- **Task objective**:
A verbatim copy of all the data is required; the pictures should not appear in it.

#### Exercise material ####

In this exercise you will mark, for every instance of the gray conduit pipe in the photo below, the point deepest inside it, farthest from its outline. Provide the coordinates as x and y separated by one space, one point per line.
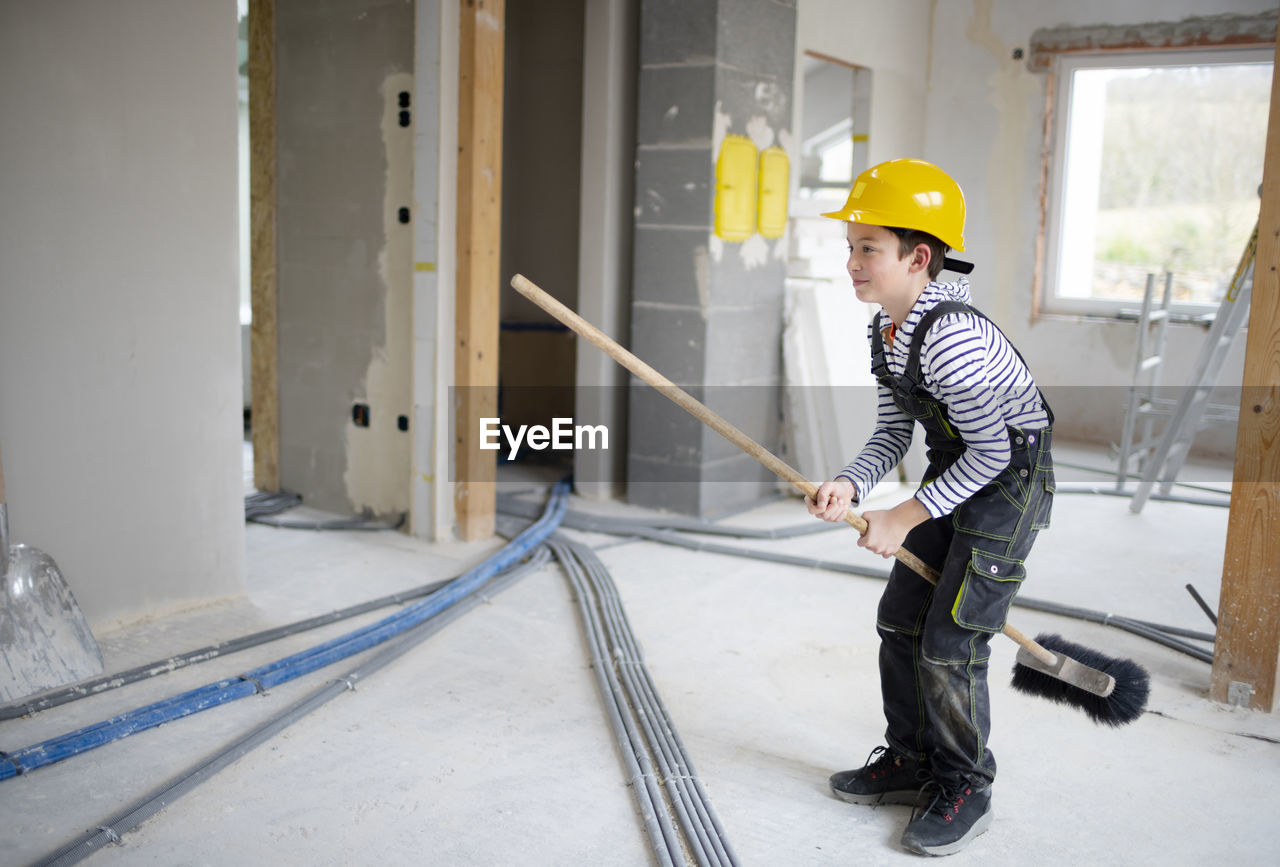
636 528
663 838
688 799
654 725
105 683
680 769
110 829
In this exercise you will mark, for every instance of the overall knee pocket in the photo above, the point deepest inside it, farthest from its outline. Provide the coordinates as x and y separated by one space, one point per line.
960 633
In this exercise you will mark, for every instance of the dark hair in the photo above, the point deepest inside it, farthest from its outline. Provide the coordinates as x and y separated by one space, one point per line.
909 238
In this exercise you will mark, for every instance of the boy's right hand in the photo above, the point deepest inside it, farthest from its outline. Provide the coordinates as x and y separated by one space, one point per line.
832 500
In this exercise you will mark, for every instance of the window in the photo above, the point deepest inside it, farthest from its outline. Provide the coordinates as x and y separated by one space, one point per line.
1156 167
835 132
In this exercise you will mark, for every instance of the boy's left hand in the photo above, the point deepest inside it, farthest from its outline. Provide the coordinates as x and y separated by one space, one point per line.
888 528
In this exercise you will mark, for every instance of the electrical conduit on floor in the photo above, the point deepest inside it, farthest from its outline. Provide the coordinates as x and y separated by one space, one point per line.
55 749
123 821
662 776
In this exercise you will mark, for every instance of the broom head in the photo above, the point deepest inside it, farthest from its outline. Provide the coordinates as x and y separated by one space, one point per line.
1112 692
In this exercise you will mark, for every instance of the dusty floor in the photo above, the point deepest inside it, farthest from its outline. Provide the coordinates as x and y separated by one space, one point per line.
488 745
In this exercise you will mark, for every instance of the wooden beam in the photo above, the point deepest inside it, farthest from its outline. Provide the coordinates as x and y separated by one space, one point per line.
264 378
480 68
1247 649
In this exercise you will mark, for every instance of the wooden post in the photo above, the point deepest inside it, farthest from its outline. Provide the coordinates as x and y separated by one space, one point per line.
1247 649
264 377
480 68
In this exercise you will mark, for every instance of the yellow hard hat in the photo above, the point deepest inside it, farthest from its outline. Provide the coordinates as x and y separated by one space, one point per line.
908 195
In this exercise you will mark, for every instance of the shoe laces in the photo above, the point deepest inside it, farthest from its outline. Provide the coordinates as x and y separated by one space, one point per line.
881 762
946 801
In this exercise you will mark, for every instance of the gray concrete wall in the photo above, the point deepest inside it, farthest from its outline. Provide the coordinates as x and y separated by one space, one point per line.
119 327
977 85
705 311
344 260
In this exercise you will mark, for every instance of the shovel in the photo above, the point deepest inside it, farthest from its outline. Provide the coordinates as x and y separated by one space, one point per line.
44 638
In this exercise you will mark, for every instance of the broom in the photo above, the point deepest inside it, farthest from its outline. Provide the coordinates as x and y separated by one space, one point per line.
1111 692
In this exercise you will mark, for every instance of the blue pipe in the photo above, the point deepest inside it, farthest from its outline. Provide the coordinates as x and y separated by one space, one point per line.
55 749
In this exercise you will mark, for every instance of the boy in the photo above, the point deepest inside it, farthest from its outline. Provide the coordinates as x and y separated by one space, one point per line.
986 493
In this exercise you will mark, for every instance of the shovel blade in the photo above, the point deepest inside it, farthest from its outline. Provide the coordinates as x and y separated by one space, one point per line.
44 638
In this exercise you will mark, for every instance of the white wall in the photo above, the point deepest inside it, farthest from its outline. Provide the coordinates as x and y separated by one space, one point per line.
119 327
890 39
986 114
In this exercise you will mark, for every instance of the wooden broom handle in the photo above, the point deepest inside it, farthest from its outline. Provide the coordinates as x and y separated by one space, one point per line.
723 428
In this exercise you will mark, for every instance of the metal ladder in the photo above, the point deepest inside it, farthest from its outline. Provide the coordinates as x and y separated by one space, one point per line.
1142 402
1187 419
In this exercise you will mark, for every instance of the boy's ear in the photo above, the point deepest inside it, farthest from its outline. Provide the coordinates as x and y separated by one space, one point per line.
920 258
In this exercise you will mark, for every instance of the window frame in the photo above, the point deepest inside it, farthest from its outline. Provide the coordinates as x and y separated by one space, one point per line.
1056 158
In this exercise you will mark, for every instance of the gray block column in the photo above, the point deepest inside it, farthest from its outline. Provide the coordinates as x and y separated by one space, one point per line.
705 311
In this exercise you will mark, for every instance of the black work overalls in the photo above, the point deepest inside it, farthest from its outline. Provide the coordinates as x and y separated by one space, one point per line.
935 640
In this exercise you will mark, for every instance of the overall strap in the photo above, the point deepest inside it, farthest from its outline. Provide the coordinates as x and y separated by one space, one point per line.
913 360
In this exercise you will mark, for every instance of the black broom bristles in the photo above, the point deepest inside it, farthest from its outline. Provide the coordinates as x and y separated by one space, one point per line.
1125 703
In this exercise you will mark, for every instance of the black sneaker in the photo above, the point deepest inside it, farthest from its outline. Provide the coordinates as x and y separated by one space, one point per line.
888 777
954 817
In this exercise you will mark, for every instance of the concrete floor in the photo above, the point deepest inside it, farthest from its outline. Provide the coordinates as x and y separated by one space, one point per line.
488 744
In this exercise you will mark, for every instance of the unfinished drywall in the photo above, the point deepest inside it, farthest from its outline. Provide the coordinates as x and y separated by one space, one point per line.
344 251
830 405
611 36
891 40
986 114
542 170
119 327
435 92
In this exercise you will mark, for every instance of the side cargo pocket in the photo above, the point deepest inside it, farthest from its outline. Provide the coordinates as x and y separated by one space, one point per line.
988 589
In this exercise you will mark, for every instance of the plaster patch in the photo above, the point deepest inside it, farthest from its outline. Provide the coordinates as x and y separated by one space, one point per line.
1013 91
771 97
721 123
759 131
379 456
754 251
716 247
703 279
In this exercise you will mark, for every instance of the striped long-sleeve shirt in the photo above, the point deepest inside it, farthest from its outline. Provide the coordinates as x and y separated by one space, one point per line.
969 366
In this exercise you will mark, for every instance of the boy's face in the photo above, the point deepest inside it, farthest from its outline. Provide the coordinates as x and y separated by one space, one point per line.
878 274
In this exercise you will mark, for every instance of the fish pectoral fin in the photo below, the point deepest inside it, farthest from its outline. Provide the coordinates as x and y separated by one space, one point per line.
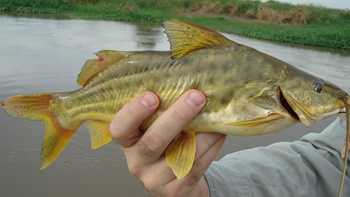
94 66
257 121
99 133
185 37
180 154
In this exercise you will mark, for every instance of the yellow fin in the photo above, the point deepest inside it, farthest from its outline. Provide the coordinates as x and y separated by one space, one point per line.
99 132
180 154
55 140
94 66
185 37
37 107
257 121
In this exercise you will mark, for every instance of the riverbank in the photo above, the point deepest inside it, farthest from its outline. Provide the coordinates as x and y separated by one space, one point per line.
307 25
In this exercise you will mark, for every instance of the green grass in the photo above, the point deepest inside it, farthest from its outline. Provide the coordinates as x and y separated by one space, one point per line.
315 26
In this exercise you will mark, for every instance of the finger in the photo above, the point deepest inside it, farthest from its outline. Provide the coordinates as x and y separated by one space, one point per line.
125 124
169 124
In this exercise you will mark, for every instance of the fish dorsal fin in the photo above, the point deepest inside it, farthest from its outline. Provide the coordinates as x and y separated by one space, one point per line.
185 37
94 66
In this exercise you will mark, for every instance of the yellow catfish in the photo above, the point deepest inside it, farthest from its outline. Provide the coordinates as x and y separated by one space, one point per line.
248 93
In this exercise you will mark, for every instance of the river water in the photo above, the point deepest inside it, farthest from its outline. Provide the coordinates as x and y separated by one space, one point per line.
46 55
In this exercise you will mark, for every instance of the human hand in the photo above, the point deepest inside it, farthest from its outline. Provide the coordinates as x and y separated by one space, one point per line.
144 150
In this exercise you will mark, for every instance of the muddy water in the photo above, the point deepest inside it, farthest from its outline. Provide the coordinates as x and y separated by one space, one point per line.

####

- **Result below**:
In this exercise you will mark, for every instance of the gray conduit pipe in the photo below, the point deepest inside it, farthest from its outline. Provide the coordinates as x and y separated by one space, one point per line.
636 528
663 838
688 799
654 725
105 683
680 769
110 829
In this exercise you will mark, for every instance of the overall knee pocket in the photo above, the point deepest inside it, farthest from its outline. Provide the coordinates as x and y separated by one space, one point per line.
960 633
In this exercise you will mark, for every instance of the dark hair in the photo above, the point deepest inside it, farthest from its outline. Provide the coordinates as x and y separated by one space, one point per line.
909 238
In this exercise you will mark, for every instance of the boy's right hand in the photo above, the point deepest inside it, farthest from its outline. Provide the coordinates as x and y separated by one space, one point per line.
832 500
In this exercise you will mark, for every instance of the window in the photo above, the point deepest inside it, farthest from its outline. Provide the coordinates as x and y separated by one space, one point per line.
1156 167
835 132
In this exercise you will mark, for every instance of the boy's left hand in the photo above, the point deepest inside it, farthest from its outline. Provide the coordinates as x and y separated by one space, one point per line.
888 528
In this exercise you will mark, for every instance of the electrical conduit on floor in the photo above, the point deepest inside it, farthest from its outline. Provide the coordinates as x and y separated by one space, one point per line.
55 749
123 821
662 776
In this exercise you will mark, for every instance of the broom head in the photo above, the point deepest inside it, farthest from its outline. Provide the coordinates as x and y separated by one space, one point per line.
1112 692
In this exercise you will mark, for every instance of the dusty floor in the photo above, the point deepest inside it, farthest from its outline. Provide the coordinates as x and y separated by one space, one point per line.
488 745
In this exercise you will mark, for every instance of the wooden beam in the photo above, the point deepest inside it, farthest from its outline. Provide the coordinates as x and y separated by one space, one point per line.
264 378
480 68
1247 649
In this exercise you will mark, for every instance of the wooden post in the photo above, the point deepest inside it, farthest from its outline. Provide the coordinates as x and y separated by one space, one point per line.
1247 649
264 377
480 68
In this exercise you will mark, for every instance of the yellow hard hat in the photo above, the point deepest inside it, farthest from its outline. Provide the coordinates as x and y separated by one space, one point per line.
908 195
In this exercise you will mark, for every instance of the shoe laces in the photo above, the point deepest inside it, farthest from its outline. Provide the coordinates as x and y separated by one space, one point per line.
881 762
946 801
In this exercise you will mark, for every instance of the gray concrete wall in the photo above, the point deepest inside it, farthest from its outline. Provide the coordinates as x and y separated by one space, one point per line.
119 327
977 85
705 311
344 260
In this exercise you will mark, for every instance of the shovel in the photo above, the point deepest inside it, farthest from its outline. Provide the coordinates as x and y separated by one space, one point per line.
44 638
In this exercise you will mark, for every instance of the broom in the photo above, the point deepest inside it, farthest from its outline. Provide the coordinates as x and y separated by one space, one point per line.
1111 692
In this exercise you will mark, for every instance of the blue pipe in the photo above, the point deepest inside it, farthest from its outline. Provide the coordinates as x and y separated by one space, one point per line.
55 749
In this exercise you will mark, for every instance of the boy in the photo above, the point deepest inside it, farthest from its outline. Provide the coordinates as x and y separated by one space, one point per line.
986 493
In this exercise you will mark, for every instance of the shovel blade in the photo above, the point deepest inside it, farthest from its outline. Provide the coordinates as x and y separated by one space, one point per line.
44 638
In this exercise you will mark, for every instance of the white wall in the photo above, the point deepest inside it, farthest from its outline. Provide the coordinates as x and y separated by one space, one point per line.
119 327
890 39
986 114
In this exercise you will mark, for every instance of the wooden broom handle in the photo above, the point deepest inside it, farthest from its outline. Provide the coordinates as x and y separated by one space, one point per line.
723 428
In this exercise you will mark, for every instance of the metal ladder in the photo above, the point deepest inside it, farthest from its outline. Provide the coordinates as x and y separated by one space, one point per line.
1142 402
1187 419
In this exercise you will mark, for every instance of the boy's ear in the photo above, the point deepest inside it, farthest from its outline. Provide the coordinates as x and y separated by one space, one point per line.
920 258
In this exercise you will mark, for every instance of the window frame in the photo above, the point deepest inside it, farthest from its outline. Provide the coordinates as x and y separated by one space, one point per line.
1056 158
In this exercise you will mark, for every instance of the gray block column in the photo above, the point deepest inside it, farthest from its outline. Provide the coordinates as x and y separated by one space, one point per line.
705 311
In this exercise you will mark, for every instance of the black work overalls in the photo above, the point deepest inside it, farthest from its outline. Provide the coordinates as x and y separated by one space, one point per line.
935 640
In this exercise you will mark, for every instance of the overall strap in the photo above, the point deepest inside it, farthest from its outline. Provide the coordinates as x and y separated by one space, one point per line.
913 360
In this exercise you will mark, for every instance of the black broom bristles in the photo above, the point deepest inside it, farthest from its outline. Provide the coordinates as x and y separated by one space, one point per line.
1125 703
In this exercise you will mark, for every instance of the black sneaker in the photo above, the point deepest inside it, farthest from its outline. Provide the coordinates as x and y separated by one space, one point per line.
888 777
954 817
In this exercise you will mark, for every instance of the concrete floor in the photo above, the point deepest inside it, farthest from its outline. Provide the coordinates as x and y separated by one space, one point per line.
488 744
In this exercise you will mark, for every instance of the unfinished drywall in the photo above, the point deepest inside it, farthest from its outline. Provide the coordinates as x and y separated by one space, one point per line.
344 251
830 405
611 36
891 40
986 114
542 170
119 327
435 92
In this exercise you will mark, for every instance of the side cargo pocket in the photo above, the point deepest inside it, farthest from its outline. Provide the coordinates as x and y separated by one space, one point per line.
988 589
In this exercise you will mark, for every instance of the plaster patch in the photo above, the point deepest inside it, farthest from its outline. Provide the coordinates as x and y separated by one space, one point per line.
1013 91
771 97
721 123
759 131
379 456
754 251
716 247
703 279
In this exercise you will mark, for every instance of the striped long-sleeve shirt in the photo above, the point deepest inside it, farthest from its outline. Provide the coordinates as x and y separated by one space, one point per line.
969 366
In this exercise you will mark, for every instance of the boy's face in the photo above, the point deepest inside it, farthest from its outline. Provide the coordinates as x and y separated by one space, one point per line.
878 274
In this exercise you will mark, for every instance of the fish pectoral fin in the photo below, the point deepest inside it, farthest from its outline. Provide the coordinates as x and y separated by one space, one point per line.
94 66
257 121
99 133
185 37
180 154
In this exercise you will mark, for every instance of the yellow fin in the photo above, the point deepest inside it, farthest from its outline. Provide the coordinates as x and y separated by one space, one point per line.
99 132
180 154
55 140
94 66
185 37
37 107
257 121
In this exercise you will mark, for every instance of the riverbank in the photo above, the point deepest inside it, farthest from its outline. Provide the coordinates as x and y separated by one space, one point per line.
307 25
In this exercise you will mark, for every instance of the green grass in the photo above, the point deepest inside it, farthest from its outline. Provide the coordinates as x and y separated by one space, one point per line.
315 26
In this exercise you will mark, for every instance of the finger in the photo above, the point deepest inside it, farthest from its outline. Provide the coordinates as x and y separated by one space, one point per line.
125 124
169 124
In this exercise you will mark, for every instance of the fish dorsal fin in the photo above, the point deepest inside it, farthest from its outline. Provide the coordinates as x and y separated by one space, one point per line.
185 37
94 66
In this exercise you will mark, for every instance of the yellow catfish in the photo above, the point deepest inside it, farthest from its outline. Provide the coordinates as x and y separated by one space, one point per line.
248 93
In this exercise you will mark, for every instance of the river water in the photo above, the point deepest inside it, farthest from its outline. Provide the coordinates as x and y separated by one space, one point per line.
46 55
In this exercise you will mark, for every instance of the human hand in the photo above, the point deepest inside it, farthest from its outline. Provide the coordinates as x and y separated by one space, one point per line.
144 150
In this exercise you will mark, for every instance of the muddy water in the photo above, the point deepest inside it, farthest from its outline. Provide the coordinates as x and y separated by one space, one point per line.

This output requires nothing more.